Instruction 1: In the Hurricane Katrina review, what reason does the young woman in the playground give for not leaving New Orleans?
Instruction 2: Reproduce the part of the Hurricane Katrina review that begins at the words "Then we had" and ends after "and then some.", substituting "fingernails" for "toenails".
━━━━━ Passage given
A Review of Hurricane Katrina – Tulis McCall
Opined September 13, 2005
So there I am on Sunday the 29th and I’m listening to NPR It was Hurricane this and hurricane that until I finally turned on the TV to see what was the big
deal. There on the screen was a satellite photo of a very very very big storm filling up most of the Gulf of Mexico, and The Weather Channel was squeezing
coverage out of the waves in Florida, the wind in Alabama, and the line of cars leaving New Orleans and. Then there was the mayor of New Orleans telling
people that Hurricane Katrina was on its way. They had to evacuate and had better do it right away pronto he wasn’t kidding.
Okie dokie then. Got my attention.
Next we switch to a young women sitting in the playground with her son. The reporter asked her if she was going to leave and she said no.
That would be a negative as in “No I am not leaving.” Why? Because I have no car. What about a bus? I have no money for a bus, she says, and nowhere to
go if I did. So we’ll just stay and go to the Superdome I guess. More pictures of people not leaving. Back to a satellite of the storm and more reporters filling
airtime. More pictures of people leaving. Then an interview with a little bald man, the mucky muck in charge of emergencies in New Orleans or something,
who was nearly shouting. A Category 4 or 5 hurricane would be a disaster, he says! A disaster! If the levees fail - thousands of people dead. Thousands of
people. The World Trade Center was 3,000, he says – this could mean 10,000 dead. Or more. Or more!
Next came the Governor of Louisiana, the Senator form Louisiana and the Governor of Mississippi all saying this was an emergency. No mention of busses or
planes to get the stranded people out. But an emergency for sure. Pretty much everyone agreed on that.
Even George Bush said it was an OFFICIAL Emergency just before he left town. Emergency. You bet. Yessiree. Everyone agreed.
Then we had a time warp where all these people went someplace safe and played cards or clipped their toenails or had lobotomies or something. Because the
hurricane did hit big time, and the next day all these safe people emerged into the light of day still saying exactly what they had said before and then some.
━━━━━━━━━━
━━━━━ Raw records
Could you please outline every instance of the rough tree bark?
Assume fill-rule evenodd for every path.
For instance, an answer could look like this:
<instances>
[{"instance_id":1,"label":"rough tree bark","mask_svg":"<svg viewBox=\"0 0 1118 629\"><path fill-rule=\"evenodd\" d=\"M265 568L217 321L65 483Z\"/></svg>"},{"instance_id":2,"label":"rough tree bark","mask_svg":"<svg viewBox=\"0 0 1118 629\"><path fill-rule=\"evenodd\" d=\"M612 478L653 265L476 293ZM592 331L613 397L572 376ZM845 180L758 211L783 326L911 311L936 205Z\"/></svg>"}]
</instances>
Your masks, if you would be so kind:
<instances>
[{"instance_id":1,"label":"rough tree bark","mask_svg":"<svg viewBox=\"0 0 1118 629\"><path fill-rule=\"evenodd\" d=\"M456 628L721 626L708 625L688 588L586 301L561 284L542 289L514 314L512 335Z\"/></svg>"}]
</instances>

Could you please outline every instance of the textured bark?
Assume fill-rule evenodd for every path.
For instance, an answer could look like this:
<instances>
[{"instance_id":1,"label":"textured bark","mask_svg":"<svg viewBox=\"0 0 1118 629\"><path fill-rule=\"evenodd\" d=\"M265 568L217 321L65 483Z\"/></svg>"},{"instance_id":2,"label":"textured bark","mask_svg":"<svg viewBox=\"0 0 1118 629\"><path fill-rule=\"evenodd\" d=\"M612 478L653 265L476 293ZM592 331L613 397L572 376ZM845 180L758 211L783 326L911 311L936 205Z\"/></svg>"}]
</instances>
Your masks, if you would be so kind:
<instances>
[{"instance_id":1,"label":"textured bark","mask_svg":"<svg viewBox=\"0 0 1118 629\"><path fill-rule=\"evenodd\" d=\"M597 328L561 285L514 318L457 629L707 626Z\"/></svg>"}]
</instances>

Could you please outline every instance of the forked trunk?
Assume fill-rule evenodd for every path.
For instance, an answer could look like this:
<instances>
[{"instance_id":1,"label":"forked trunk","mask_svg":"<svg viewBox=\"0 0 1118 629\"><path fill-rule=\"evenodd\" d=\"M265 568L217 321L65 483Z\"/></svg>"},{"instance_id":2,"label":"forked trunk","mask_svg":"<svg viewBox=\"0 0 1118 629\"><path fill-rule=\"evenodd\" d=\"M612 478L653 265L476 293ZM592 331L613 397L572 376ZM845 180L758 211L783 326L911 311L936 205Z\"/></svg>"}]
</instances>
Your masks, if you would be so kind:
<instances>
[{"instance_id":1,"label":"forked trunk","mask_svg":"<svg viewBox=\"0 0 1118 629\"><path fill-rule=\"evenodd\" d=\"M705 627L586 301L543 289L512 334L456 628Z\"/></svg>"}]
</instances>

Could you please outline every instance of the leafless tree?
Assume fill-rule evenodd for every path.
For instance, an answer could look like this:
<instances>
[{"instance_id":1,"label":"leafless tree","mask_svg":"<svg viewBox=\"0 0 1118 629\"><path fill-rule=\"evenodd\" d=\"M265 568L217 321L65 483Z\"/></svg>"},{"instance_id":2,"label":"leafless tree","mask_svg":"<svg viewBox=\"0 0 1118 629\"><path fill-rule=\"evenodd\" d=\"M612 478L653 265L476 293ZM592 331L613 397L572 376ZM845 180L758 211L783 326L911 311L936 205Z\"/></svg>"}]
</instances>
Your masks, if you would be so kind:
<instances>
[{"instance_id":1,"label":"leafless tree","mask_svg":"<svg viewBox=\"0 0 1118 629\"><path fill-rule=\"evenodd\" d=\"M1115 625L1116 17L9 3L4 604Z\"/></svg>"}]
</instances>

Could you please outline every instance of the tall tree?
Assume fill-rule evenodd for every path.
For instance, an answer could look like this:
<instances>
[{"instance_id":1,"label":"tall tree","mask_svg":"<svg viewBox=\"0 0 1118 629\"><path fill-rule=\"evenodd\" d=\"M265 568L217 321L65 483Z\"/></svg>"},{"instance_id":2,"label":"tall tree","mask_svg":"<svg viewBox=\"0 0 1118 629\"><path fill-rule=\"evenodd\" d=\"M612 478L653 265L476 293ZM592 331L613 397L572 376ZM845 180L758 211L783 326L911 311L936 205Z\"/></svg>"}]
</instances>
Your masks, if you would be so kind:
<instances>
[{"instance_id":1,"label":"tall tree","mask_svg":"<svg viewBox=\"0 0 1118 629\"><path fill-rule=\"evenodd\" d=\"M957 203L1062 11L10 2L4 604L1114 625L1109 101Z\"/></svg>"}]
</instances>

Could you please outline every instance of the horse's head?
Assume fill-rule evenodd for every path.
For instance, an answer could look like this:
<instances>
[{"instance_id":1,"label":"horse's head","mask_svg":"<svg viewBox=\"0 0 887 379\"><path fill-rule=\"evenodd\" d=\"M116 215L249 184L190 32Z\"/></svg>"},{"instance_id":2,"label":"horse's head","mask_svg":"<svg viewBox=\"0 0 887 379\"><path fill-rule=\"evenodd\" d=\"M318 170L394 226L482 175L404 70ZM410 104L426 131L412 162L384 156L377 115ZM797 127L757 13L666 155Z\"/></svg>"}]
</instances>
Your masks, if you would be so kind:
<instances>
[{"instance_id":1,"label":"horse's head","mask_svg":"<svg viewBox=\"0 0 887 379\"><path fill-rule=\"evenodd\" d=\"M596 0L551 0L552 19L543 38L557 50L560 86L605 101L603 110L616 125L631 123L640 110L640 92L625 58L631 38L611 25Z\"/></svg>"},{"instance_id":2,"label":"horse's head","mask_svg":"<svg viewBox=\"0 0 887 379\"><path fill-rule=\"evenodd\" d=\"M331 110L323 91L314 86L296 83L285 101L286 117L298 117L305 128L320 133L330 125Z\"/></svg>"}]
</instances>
━━━━━━━━━━
Exercise result 1: She has no car, no money for a bus, and nowhere to go if she did.

Exercise result 2:
Then we had a time warp where all these people went someplace safe and played cards or clipped their fingernails or had lobotomies or something. Because the
hurricane did hit big time, and the next day all these safe people emerged into the light of day still saying exactly what they had said before and then some.